### WHAT THE EXERCISE ASKS
Format every line of the rows below as a JSON list of strings, with one string per line and blank lines omitted.

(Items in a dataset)
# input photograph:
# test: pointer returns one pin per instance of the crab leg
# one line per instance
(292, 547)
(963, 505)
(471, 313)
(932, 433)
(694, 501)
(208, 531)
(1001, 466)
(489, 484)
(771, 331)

### ANSWER BELOW
[
  "# input photograph:",
  "# test: pointer returns one pin per instance of the crab leg",
  "# one line per instance",
  "(292, 547)",
  "(963, 505)",
  "(471, 313)",
  "(932, 433)",
  "(694, 501)",
  "(208, 531)",
  "(1001, 466)",
  "(489, 484)",
  "(771, 331)"
]